Actions to take
- a) Reproduce in full, word for word, the forum post below on Rust string concatenation.
- b) Pick out each line in the records that contains the word "black" and copy it; the match is case-sensitive.

Extract to read

But there is still fun to be had if one follows the compiler recommendation.

fn main() {
    let mut pattern = String::from("z");
    pattern += "a".to_owned() + "b";
    println!("{}", pattern);
}

3 |     pattern += "a".to_owned() + "b";
  |                ^^^^^^^^^^^^^^^^^^^^
  |                |
  |                expected `&str`, found struct `String`
  |                help: consider borrowing here: `&("a".to_owned() + "b")`

Then if I fix that I end up going round in circles :).

OK This bit of code needs to just stay as:

     pattern = pattern + "(" + &ext.join("|") + ")";

I shall look into the other suggestions from the other replies to improve my code.

Thanks for all the replies.

BTW Clippy never told me to change the line which now gets an error to use += I just applied the recommendation to all my lines in that function. Silly me :slight_smile:

fn main() {
    let mut pattern = String::from("z");
    pattern = pattern + "a" + "b";
    println!("{}", pattern);
}

And I noticed Clippy does not recommend you change this to use += when there is more than one string slice.

3 Likes

Thank you. I like it. I don't appreciate the comment about unwanted allocations yet.

I've had a quick read of the docs for itertools and noticed a join() as well. Multiple ways to do things is always fun. Is one better than the other in any significant way?

Raw data
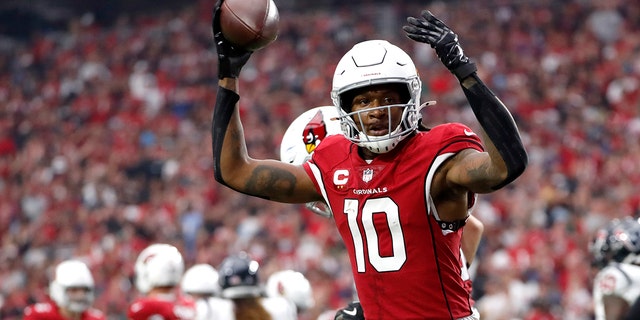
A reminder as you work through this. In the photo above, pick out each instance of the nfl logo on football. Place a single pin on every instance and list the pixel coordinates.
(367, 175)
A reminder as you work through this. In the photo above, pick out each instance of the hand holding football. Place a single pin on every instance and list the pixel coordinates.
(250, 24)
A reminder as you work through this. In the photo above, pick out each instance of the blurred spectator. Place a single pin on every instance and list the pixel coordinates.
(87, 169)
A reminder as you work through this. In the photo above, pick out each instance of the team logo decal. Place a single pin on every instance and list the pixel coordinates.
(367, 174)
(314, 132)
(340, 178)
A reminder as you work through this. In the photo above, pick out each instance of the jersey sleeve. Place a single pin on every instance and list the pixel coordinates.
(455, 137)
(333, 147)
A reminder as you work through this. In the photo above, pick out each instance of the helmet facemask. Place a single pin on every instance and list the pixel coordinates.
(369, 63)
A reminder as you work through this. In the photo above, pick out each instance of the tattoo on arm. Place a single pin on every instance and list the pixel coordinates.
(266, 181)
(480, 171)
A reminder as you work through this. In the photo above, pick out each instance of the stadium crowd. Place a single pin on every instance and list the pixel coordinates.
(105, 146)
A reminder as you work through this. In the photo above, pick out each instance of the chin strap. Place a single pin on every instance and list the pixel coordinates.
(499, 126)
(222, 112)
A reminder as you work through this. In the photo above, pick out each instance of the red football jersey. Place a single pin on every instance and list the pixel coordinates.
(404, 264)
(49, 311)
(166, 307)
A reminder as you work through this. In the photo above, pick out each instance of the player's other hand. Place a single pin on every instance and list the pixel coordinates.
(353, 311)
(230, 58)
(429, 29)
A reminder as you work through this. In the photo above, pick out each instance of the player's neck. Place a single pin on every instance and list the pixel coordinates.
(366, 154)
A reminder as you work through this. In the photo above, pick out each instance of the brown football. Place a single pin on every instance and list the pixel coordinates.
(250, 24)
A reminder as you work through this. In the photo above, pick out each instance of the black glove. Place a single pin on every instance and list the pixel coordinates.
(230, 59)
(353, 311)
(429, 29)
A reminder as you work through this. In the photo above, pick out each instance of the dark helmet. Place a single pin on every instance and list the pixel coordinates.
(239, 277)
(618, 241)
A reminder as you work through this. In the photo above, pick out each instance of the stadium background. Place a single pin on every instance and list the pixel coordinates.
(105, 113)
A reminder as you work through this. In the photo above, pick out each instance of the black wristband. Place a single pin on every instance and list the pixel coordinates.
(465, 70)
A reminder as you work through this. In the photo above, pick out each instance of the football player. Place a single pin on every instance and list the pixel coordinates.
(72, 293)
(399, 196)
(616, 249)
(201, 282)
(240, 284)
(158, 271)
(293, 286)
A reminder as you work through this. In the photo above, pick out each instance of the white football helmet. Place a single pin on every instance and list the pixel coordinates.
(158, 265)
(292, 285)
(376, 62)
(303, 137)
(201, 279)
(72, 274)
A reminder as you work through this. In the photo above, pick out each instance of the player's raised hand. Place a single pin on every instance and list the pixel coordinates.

* * *

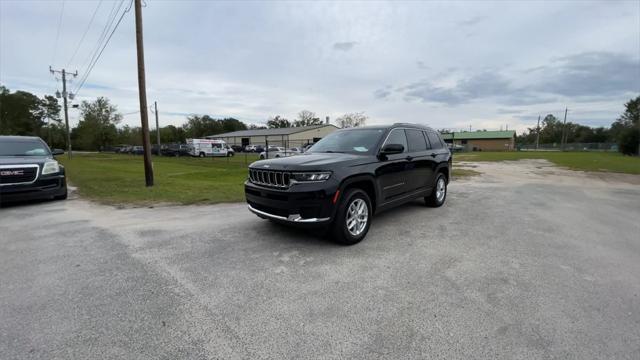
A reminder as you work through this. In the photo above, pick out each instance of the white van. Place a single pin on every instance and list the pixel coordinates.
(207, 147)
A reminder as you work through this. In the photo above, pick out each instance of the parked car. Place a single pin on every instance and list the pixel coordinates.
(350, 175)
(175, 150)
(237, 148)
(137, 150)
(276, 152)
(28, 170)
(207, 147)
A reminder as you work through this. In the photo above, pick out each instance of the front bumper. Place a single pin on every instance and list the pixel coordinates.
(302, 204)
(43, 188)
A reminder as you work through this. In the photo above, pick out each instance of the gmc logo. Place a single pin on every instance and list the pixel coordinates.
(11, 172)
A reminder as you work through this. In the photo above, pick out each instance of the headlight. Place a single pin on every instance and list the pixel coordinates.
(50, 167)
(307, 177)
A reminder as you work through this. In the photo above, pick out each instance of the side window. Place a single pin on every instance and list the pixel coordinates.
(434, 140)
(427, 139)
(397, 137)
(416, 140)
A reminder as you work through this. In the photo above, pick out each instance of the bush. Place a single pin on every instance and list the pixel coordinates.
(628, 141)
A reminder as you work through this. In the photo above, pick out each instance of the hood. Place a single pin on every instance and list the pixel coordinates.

Results of the exercise
- a)
But there is still fun to be had if one follows the compiler recommendation.

fn main() {
    let mut pattern = String::from("z");
    pattern += "a".to_owned() + "b";
    println!("{}", pattern);
}

3 |     pattern += "a".to_owned() + "b";
  |                ^^^^^^^^^^^^^^^^^^^^
  |                |
  |                expected `&str`, found struct `String`
  |                help: consider borrowing here: `&("a".to_owned() + "b")`

Then if I fix that I end up going round in circles :).

OK This bit of code needs to just stay as:

     pattern = pattern + "(" + &ext.join("|") + ")";

I shall look into the other suggestions from the other replies to improve my code.

Thanks for all the replies.

BTW Clippy never told me to change the line which now gets an error to use += I just applied the recommendation to all my lines in that function. Silly me :slight_smile:

fn main() {
    let mut pattern = String::from("z");
    pattern = pattern + "a" + "b";
    println!("{}", pattern);
}

And I noticed Clippy does not recommend you change this to use += when there is more than one string slice.

3 Likes

Thank you. I like it. I don't appreciate the comment about unwanted allocations yet.

I've had a quick read of the docs for itertools and noticed a join() as well. Multiple ways to do things is always fun. Is one better than the other in any significant way?

- b)
A reminder as you work through this. In the photo above, pick out each instance of the black glove. Place a single pin on every instance and list the pixel coordinates.
A reminder as you work through this. In the photo above, pick out each instance of the black wristband. Place a single pin on every instance and list the pixel coordinates.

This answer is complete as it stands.